Short task 1
According to the forum thread on cumulative sums with groupby, what server were the distributed versions running out of memory on?

-- start of Selected extract --

DataFrame.cumsum equivalent with groupby support

User 2032 | 6/10/2015, 10:31:40 AM

The pandas cumsum feature is very usefull for creating "running snapshots" for example user profiles >>at time<< of event that we wan't to use as learning example for prediction. It would be amazing if graphlab could support it. Even better if it would support arbitrary accumulation functions - for example accumulating the ids of visited items into a list. It would also be important for it to work with group by - so one could cumsum consequtive items for each key (e.g. user) separately

Example

id;a;b 1; t; 5 2; t; 6 3; s; 1 4; s; 4 5; s; 4

	gf = sf.groupby('a', operations={
	    'cumsum': gl.aggregate.CUMSUM('b')
	})

would yield:

id;a;cumsum 1; t; 5 2; t; 11 3; s; 1 4; s; 5 5; s; 9

and

	gf = sf.groupby('a', operations={
	    'cumsum': gl.aggregate.CUMSUM('b', initial_acc=[], operation=lambda acc, x: acc.append(x))
	})

would yield:

id;a;cumsum 1; t; [5] 2; t; [5, 6] 3; s; [1] 4; s; [1, 4] 5; s; [1, 4, 4]

Comments

User 19 | 6/10/2015, 5:53:46 PM

Thanks for the feature request! Your suggested API is clean and very intuitive.

We'd also be interested in hearing more about your use case. It sounds like you are looking to predict future user behavior from past future behavior via some online counts? In my experience, I sometimes get better results from partitioning time and doing feature engineering with respect to the previous window, e.g. window t, user u, somefeaturecountfrom{t-1}, etc. It's easy to analyze and interpret, but I agree it doesn't have the same cleanliness as rolling counts (which cumsum would provide).

We'll keep you posted, and keep the feature requests coming!


User 2032 | 6/15/2015, 1:46:24 PM

Hi Chris,

I'm happy that my requests has found fertile ground.

My key argument is that users have different user activity time spans/frequency so one user can perform 20 actions in 1 h and another in 1 month - what would then be a good t-1 for the whole population of users? Hard to define. Cumsums guarantee the state of the user profile as seen by the prediction algorithm at t.

In my opinion this is a killer feature, especially with custom lambda functions.

Small tip regarding aggregations: - you should extend the documentation/tutorials of CONCAT as it is arguably the most powerful operator that lets people create arbitrary groupby functions - this is was not 100% clear for me from day 1 and was kind of a discovery and "aha" moment.


User 2032 | 6/15/2015, 1:50:40 PM

alternative lambda api (more in line with what you have right now would be)

gf = sf.groupby('a', operations={ 'cumsum': gl.aggregate.CUMSUM(initial_acc=[], operation=lambda acc, row: acc.append(row['b'])) })

and arguably it would be more powerful and provide more flexibility.


User 2032 | 8/3/2015, 3:55:14 PM

"+1" on this again.

All my distributed versions (using aggregate.CONCAT and then flatmap or map) are running into OOM on 50 cpu 60GB RAM server if the aggregating column has more than 1000 entries per key and you try to cumsum lists. Within the framework provided by GLC I couldn't think of any version that would not use O(OMPTHREADSNUM * K ** 2) memory, where K is the number of entries per grouping key, because flatmap needs to materialize the list and is not equipped to handle generators.

The dataset is c.a. 100M rows.

Here is a snippet that works fine on my machine for < 500 entries per key. It should work fine for much larger number of entries per key if flatmap would accept generators.

https://gist.github.com/jmizgajski/760386ced2ea43d67929

-- end of Selected extract --
-- start of Data provided --

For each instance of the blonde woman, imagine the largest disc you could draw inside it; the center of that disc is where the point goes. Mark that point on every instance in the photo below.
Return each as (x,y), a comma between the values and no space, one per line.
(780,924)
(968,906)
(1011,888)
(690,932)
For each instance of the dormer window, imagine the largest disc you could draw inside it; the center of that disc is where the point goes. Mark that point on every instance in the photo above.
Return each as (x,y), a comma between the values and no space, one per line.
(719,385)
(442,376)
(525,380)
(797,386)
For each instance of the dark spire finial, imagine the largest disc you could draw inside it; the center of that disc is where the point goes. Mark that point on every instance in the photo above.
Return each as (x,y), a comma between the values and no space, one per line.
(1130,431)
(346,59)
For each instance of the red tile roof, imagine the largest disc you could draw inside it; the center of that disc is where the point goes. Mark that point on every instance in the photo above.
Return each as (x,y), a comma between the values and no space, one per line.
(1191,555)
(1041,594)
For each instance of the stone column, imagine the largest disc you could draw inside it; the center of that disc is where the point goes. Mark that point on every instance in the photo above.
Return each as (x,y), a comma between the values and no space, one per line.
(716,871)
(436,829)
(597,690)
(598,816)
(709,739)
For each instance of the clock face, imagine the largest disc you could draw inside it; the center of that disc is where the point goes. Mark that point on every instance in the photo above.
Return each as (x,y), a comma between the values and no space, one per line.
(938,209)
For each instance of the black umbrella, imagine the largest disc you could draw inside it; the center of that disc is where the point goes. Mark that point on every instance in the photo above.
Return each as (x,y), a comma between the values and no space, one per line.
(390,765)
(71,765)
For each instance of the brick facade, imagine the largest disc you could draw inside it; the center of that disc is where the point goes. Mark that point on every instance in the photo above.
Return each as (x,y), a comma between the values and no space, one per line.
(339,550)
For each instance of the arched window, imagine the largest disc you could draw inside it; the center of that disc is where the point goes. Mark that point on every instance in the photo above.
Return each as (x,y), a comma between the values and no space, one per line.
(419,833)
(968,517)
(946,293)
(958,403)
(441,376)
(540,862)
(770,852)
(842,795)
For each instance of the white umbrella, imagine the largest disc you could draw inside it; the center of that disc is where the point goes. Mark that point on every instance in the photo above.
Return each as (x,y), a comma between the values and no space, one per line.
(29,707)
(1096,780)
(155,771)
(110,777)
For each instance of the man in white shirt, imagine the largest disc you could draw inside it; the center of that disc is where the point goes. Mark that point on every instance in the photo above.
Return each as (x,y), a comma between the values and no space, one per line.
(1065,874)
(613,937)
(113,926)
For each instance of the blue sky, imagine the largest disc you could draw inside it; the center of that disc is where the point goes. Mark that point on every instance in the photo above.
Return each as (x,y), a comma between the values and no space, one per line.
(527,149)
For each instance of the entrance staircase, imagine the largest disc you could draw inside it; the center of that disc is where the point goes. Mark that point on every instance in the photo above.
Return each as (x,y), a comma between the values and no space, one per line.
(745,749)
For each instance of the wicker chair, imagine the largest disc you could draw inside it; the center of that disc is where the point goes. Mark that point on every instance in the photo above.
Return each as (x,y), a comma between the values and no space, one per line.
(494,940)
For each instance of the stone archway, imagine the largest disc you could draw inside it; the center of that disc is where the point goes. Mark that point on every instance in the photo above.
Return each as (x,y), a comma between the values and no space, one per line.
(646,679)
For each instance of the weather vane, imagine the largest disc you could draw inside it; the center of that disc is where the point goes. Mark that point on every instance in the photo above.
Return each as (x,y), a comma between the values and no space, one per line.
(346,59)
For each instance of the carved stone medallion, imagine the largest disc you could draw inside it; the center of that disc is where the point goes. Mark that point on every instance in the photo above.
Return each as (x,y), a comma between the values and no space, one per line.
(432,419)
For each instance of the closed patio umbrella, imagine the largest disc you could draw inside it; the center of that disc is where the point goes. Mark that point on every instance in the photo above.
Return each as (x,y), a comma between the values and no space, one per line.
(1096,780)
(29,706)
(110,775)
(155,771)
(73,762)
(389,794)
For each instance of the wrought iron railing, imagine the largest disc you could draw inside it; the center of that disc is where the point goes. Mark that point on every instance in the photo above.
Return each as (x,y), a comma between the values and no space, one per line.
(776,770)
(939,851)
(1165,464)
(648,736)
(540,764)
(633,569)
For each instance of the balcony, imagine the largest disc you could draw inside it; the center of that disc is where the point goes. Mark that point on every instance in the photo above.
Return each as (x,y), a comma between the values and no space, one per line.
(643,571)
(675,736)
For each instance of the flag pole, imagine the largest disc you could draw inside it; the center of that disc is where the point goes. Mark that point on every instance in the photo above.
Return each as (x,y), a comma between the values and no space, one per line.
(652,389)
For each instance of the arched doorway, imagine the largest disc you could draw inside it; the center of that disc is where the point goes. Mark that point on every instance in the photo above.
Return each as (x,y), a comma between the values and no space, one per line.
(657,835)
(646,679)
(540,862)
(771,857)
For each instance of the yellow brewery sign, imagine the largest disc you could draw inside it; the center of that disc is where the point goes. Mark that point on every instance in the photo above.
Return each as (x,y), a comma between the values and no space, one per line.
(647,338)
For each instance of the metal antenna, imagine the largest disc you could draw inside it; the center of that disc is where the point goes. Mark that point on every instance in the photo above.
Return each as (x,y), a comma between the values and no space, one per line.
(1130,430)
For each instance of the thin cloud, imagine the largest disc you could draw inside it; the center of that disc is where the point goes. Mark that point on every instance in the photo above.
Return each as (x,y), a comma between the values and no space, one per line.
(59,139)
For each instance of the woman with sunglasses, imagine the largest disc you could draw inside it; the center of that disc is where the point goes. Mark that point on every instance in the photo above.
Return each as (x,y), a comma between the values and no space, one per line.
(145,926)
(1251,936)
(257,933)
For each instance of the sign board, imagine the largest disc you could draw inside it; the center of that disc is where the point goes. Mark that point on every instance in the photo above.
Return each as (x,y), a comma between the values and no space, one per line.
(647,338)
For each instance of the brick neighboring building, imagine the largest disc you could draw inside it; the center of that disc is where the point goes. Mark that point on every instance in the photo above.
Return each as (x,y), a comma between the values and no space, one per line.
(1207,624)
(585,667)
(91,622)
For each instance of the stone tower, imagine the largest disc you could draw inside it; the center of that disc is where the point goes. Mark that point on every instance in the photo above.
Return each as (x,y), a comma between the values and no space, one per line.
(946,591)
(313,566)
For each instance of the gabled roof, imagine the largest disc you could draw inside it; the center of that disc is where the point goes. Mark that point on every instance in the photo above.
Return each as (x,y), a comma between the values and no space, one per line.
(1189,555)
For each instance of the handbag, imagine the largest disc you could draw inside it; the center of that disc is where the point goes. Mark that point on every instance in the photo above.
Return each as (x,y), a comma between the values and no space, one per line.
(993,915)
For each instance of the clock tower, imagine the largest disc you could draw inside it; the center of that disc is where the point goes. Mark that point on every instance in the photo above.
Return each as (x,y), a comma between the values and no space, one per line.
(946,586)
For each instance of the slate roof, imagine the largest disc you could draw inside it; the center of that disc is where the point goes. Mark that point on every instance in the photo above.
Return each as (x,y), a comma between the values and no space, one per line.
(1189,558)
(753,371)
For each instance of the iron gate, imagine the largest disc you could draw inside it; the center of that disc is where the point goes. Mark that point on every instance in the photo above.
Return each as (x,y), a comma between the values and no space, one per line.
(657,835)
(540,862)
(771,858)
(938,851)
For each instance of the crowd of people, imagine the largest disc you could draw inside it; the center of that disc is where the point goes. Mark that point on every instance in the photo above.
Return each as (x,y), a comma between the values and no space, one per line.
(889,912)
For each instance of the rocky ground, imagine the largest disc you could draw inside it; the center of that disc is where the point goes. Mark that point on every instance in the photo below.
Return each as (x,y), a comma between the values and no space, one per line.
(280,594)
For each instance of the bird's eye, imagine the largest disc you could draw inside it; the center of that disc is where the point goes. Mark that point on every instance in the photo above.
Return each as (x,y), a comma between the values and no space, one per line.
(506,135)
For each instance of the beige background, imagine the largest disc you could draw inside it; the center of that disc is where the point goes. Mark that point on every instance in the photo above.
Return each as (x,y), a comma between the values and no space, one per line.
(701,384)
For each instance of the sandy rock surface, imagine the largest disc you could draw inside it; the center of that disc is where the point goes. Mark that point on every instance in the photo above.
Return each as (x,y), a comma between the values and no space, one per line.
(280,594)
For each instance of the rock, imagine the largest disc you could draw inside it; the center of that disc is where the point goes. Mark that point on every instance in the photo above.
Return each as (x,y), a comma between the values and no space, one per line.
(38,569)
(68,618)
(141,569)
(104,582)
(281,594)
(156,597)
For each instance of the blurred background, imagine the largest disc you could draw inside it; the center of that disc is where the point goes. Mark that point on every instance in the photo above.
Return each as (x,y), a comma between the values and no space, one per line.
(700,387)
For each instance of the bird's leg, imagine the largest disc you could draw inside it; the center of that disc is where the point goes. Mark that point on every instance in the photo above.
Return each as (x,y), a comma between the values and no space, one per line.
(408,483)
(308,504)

-- end of Data provided --

Short task 2
Scale up the records from the line containing "For each instance of the blurred" through the final line of the records, both ends included. Write out every line again, requests included, with each point coordinate in the answers multiplied by 2 and rounded to a whole number, halves rounded up.

Full response 1
A server with 50 CPUs and 60GB of RAM.

Full response 2
For each instance of the blurred background, imagine the largest disc you could draw inside it; the center of that disc is where the point goes. Mark that point on every instance in the photo above.
Return each as (x,y), a comma between the values and no space, one per line.
(1400,774)
For each instance of the bird's leg, imagine the largest disc you could draw inside it; the center of that disc is where the point goes. Mark that point on every instance in the photo above.
Return each as (x,y), a comma between the values and no space, one per line.
(816,966)
(616,1008)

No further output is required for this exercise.